#### Listing ####
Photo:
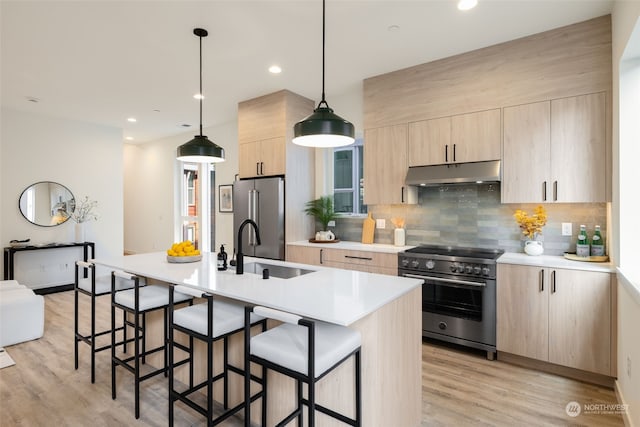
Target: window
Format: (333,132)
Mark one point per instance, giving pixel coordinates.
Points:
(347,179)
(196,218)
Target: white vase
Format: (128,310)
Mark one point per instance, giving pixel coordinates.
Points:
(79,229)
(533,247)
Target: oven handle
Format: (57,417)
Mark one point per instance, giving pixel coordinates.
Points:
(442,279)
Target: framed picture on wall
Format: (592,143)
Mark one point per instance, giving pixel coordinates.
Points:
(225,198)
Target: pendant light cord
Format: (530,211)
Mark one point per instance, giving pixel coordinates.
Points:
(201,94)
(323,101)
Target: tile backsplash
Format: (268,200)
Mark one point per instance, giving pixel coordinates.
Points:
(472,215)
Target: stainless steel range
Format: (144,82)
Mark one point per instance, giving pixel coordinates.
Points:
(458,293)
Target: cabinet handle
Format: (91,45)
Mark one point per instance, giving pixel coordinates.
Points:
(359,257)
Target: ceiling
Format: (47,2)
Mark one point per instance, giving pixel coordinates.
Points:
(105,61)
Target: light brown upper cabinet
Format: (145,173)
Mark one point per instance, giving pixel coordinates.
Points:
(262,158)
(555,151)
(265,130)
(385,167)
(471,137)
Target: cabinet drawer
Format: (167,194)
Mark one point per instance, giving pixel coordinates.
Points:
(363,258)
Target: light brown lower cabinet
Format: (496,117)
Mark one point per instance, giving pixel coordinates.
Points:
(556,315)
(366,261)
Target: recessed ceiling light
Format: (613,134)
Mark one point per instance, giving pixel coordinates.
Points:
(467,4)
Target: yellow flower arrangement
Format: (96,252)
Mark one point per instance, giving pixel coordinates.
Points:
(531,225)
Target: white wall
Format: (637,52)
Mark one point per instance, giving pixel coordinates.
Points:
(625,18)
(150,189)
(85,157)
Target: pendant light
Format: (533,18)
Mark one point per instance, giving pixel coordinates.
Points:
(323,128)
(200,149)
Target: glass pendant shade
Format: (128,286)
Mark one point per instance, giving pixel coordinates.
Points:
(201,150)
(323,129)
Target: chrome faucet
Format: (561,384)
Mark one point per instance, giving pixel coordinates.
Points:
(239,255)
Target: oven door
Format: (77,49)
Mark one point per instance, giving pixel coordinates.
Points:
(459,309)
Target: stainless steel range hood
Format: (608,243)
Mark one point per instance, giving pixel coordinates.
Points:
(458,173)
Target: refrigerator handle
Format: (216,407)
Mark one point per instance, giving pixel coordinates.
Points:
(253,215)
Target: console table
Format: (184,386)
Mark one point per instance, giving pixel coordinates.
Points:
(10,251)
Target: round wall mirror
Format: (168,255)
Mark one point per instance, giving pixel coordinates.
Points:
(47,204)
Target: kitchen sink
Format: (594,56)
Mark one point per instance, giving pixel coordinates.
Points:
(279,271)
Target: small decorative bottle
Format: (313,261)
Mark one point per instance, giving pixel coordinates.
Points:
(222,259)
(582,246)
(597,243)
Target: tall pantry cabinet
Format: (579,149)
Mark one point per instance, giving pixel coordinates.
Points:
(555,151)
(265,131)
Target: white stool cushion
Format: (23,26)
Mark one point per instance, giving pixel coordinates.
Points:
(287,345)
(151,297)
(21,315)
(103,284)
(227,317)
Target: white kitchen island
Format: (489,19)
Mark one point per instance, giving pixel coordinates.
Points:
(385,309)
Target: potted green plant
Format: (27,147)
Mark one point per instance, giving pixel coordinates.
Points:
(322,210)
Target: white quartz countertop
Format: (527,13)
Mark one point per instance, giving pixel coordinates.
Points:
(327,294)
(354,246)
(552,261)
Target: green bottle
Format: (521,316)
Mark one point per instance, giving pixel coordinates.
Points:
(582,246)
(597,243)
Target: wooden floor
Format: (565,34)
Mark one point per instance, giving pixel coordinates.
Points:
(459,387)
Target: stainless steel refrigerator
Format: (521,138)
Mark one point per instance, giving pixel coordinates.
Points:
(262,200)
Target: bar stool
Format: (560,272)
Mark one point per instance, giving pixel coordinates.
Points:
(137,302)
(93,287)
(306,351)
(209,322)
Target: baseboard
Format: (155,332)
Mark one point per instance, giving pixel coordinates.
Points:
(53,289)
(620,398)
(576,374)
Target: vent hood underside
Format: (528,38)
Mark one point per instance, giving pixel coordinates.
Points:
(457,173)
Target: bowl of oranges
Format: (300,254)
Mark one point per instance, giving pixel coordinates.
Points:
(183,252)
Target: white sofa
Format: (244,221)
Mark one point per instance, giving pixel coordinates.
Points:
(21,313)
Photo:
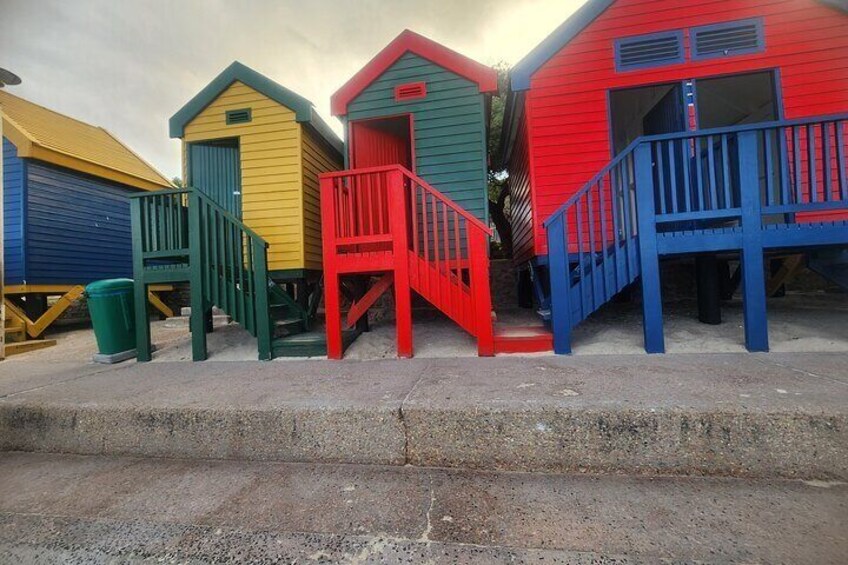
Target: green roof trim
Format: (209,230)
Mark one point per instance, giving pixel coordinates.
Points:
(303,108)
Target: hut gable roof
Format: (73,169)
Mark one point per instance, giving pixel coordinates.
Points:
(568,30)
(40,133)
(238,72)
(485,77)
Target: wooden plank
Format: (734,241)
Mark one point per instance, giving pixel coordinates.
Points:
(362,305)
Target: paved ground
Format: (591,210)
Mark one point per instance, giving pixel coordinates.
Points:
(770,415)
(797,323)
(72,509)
####
#### Listing ####
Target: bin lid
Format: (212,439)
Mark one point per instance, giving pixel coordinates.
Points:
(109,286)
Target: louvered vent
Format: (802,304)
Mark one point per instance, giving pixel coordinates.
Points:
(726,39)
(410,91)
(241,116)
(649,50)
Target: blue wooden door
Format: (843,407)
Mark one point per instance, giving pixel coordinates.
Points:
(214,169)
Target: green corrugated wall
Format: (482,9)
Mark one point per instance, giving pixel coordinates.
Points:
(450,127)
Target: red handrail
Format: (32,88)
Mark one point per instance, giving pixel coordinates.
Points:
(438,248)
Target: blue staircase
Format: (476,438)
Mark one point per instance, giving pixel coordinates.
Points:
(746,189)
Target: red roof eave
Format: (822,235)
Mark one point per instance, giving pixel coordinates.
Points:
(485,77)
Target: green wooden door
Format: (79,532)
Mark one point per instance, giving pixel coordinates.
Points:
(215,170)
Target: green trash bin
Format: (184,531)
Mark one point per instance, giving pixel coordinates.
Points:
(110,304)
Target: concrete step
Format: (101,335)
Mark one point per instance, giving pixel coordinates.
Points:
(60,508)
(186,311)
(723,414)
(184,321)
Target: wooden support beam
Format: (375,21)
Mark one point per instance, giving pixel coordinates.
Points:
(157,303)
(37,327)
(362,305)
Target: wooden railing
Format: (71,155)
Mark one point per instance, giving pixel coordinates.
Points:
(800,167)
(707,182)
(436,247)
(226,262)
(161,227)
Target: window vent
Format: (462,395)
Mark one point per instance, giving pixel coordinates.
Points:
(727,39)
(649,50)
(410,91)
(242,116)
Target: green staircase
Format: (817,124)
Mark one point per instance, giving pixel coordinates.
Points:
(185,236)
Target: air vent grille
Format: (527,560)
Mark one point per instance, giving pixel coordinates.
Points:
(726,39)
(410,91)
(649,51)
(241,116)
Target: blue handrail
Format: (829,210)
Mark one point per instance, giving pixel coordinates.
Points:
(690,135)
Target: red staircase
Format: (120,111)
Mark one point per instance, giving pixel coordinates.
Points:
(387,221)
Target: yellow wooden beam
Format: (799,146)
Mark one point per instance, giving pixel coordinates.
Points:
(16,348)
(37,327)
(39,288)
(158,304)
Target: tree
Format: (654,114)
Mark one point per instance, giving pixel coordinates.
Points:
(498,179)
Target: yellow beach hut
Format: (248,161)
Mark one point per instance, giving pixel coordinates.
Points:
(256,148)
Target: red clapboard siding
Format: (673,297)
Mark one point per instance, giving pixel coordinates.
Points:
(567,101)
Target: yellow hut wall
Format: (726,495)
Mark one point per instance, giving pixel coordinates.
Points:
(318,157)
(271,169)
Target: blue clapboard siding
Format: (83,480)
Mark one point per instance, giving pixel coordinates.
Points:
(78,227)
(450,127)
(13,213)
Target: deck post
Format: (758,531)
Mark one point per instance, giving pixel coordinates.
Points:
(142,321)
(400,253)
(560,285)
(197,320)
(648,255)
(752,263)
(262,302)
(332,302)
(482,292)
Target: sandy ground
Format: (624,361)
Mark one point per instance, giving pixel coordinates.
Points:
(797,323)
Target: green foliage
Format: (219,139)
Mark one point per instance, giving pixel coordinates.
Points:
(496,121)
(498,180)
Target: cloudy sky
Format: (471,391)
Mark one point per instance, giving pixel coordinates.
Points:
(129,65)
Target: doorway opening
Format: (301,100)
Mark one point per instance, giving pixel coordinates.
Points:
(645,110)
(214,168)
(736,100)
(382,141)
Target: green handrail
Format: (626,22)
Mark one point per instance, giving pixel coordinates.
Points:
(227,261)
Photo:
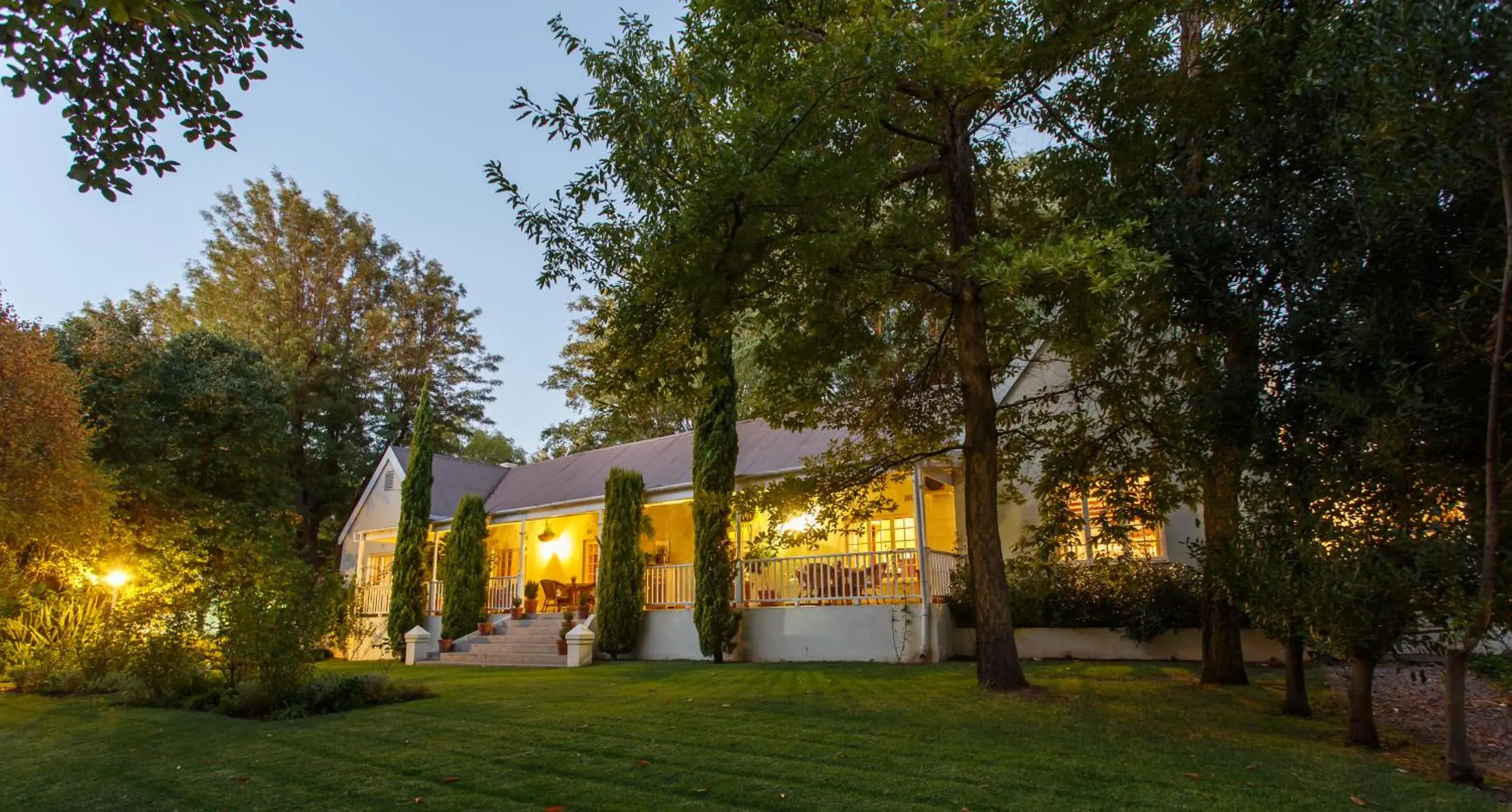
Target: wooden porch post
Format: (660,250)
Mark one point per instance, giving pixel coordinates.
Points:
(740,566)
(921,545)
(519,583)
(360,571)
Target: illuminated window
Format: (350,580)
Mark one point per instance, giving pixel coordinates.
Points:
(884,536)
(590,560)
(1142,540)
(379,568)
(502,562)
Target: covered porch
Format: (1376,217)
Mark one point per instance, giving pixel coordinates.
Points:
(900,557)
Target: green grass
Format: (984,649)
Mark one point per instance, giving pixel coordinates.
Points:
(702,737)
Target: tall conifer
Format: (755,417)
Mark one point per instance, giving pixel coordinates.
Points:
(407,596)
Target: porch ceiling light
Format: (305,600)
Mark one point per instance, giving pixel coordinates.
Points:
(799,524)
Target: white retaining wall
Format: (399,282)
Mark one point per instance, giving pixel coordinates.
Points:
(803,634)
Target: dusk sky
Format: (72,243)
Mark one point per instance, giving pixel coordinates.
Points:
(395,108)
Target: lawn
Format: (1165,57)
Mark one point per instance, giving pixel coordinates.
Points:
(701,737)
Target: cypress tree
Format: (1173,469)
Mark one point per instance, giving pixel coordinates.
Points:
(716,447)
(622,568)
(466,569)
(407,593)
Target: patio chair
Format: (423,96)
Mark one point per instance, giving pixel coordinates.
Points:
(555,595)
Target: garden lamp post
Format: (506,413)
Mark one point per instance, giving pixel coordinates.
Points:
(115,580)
####
The task:
Count the lines in the material above that contain the string "post", treating uppercase and lowercase as different. Reply with the number alone.

The answer:
3